Correlations among different seed components and yield in soybean. Positive correlation (+), negative correlation (−). Temperature (yellow high temp; blue low temp.) affects protein, oil, and sucrose concentrations and it is shown by up (increase) and down (decrease) arrows. Correlation between known sub-components such as cysteine, oleic acid, raffinose, and stachyose are shown (color figure online)

Fig. 2
figure 2

Integrated genomics and breeding approaches for soybean meal improvement. This figure illustrates the systematic approach for germplasm selection, phenotyping for seed components under different environments, parent selection, and development of mapping population. Different genotyping approaches can be used to identify the QTL hotspots, haplotypes, and markers. After validation, these QTL can be subsequently tracked in marker-assisted backcrossing (MABC) and marker-assisted recurrent selection (MARS) approaches for trait introgression and cultivar development. Additionally, available genomic resources and phenotypic data (training population) can be utilized in genomic selection of progeny and crossing design

Global and economical perspective of soybean meal protein

History, domestication, and utilization of soybean may relate to its protein content

Soybean originated in Southeast Asia and was first domesticated in China, then spread to Japan and Korea. North (http://ncsoy.org/) and South America (http://www.soyinfocenter.com/) did not begin cultivation of soybean until 1765 and 1882, respectively (Flaskrud 2003; Gibson and Benson 2005; Hymowitz and Shurtleff 2005). The Japanese and Korean accessions are closely related but generally distinct from Chinese accessions, and distinct from other parts of the world. The foundation of Northern American soybean breeding is derived mostly from two Chinese subpopulations, which reflects the composition of the American accessions (~90% are admixed) as a whole (Bandillo et al. 2015). Additionally, the American soybean germplasm resulted from a severe population bottleneck when they were introduced to North America (Hyten et al. 2006). About 17 North American Ancestor lines contributed 86% of the parentage of modern US cultivars. Similarly, Gizlice et al. (1993) reported that fewer than 15 progenitors constitute the major portion (>70%) of the genetic base for US soybean production. It has been reported that in addition to geographic origin, maturity groups were the principal determinants of population structure as well as seed composition traits within the soybean germplasm collection across the sub-continents (Fig. 3) (Bandillo et al. 2015).

Fig. 3
figure 3

Analysis of the SNPs in the genomic regions (29.8–31.6 Mb) on Chr.20 shows that the North American ancestors and elite cultivars (magenta) are different as compared to soja (red) and several Korean cultivars/landraces (black). The known US (Williams82 and Benning) and Korean (Danbaekkong) elite lines are denoted by blue dots (color figure online)
________
Translate this sentence from the soybean passage into Spanish: "Soybean originated in Southeast Asia and was first domesticated in China, then spread to Japan and Korea."
________
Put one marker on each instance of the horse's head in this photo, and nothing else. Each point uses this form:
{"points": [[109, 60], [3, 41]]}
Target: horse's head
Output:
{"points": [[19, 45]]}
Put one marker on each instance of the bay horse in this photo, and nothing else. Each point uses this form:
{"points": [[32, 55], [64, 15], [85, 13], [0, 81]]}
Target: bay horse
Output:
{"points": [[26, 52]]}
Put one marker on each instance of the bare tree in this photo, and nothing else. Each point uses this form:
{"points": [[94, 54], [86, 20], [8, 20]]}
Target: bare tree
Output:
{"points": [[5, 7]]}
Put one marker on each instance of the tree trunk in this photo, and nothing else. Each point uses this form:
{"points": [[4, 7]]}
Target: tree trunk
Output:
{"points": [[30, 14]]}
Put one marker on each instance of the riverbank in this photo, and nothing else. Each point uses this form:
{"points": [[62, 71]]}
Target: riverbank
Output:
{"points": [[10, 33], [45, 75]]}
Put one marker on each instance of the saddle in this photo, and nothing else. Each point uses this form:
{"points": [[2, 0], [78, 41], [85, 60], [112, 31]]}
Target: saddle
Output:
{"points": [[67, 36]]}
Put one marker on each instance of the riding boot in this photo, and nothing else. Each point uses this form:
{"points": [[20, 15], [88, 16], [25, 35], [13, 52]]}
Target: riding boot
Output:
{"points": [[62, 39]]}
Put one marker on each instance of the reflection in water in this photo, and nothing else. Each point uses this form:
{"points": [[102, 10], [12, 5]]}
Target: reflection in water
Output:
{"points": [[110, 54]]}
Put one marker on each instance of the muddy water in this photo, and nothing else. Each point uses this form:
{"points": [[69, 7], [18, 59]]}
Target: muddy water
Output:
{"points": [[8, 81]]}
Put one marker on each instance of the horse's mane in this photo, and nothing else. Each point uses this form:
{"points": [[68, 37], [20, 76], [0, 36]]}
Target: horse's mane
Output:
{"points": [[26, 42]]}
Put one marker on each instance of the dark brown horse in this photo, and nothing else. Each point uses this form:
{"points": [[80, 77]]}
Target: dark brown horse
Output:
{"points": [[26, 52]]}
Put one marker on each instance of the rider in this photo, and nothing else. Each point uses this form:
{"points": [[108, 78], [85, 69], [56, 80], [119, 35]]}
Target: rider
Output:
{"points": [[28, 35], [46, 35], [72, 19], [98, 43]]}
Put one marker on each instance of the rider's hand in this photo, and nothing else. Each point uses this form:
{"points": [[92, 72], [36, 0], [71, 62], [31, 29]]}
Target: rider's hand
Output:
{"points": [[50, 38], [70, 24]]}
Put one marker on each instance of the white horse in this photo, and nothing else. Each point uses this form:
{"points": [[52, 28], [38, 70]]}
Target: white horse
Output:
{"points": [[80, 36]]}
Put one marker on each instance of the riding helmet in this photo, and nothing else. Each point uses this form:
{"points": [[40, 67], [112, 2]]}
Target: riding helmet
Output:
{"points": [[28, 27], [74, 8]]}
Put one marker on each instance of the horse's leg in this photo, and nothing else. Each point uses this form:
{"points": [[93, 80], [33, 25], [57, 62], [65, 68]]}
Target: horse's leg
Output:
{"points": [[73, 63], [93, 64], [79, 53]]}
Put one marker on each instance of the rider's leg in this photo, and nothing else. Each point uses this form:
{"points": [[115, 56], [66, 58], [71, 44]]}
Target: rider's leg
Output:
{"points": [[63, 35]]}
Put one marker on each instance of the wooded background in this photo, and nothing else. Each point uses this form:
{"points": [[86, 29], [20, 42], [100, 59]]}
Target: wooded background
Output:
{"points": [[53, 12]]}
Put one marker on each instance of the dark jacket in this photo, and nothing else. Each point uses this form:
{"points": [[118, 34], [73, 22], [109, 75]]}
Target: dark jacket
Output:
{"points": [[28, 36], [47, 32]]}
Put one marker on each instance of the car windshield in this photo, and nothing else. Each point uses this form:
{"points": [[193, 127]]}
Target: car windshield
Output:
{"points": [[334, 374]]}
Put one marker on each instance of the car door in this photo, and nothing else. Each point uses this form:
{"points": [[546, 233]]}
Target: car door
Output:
________
== Solution ==
La soja se originó en el sudeste asiático y se domesticó por primera vez en China, y luego se extendió a Japón y Corea.